§ WORK ITEM
All entries need to be written out verbatim, with pictures omitted.

§ THE INPUT
________________________________________

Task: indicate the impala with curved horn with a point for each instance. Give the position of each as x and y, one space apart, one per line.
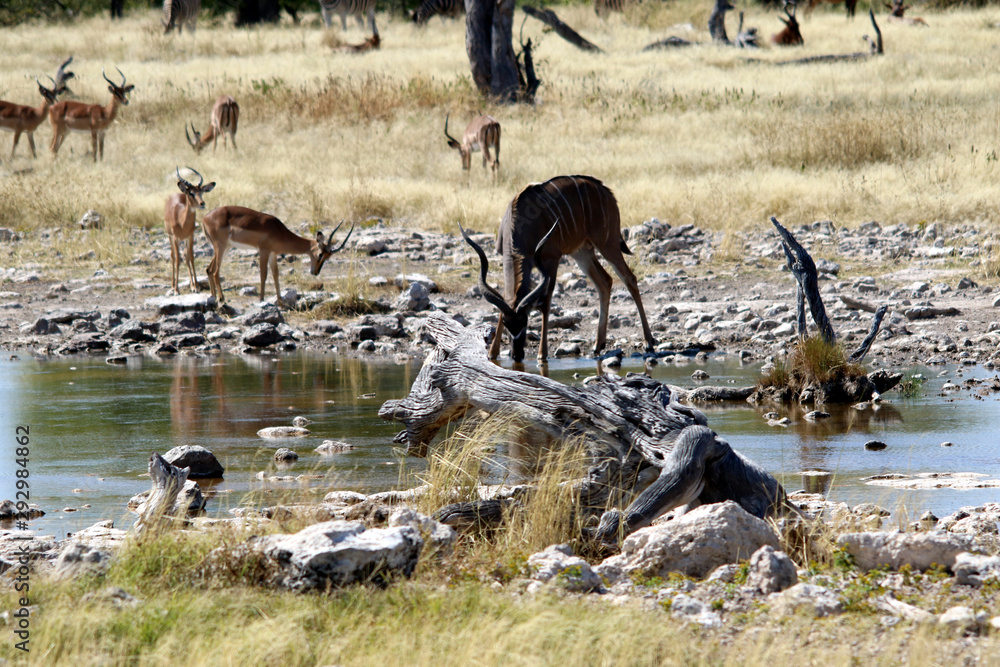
78 117
567 215
239 226
225 118
482 134
179 218
22 119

________________________________________

§ RESPONSE AREA
Task: indicate the impala with curved horn with a point for each instance. Give the position of each as x and y, one space apart, one per line.
78 117
567 215
239 226
225 118
482 134
179 218
22 119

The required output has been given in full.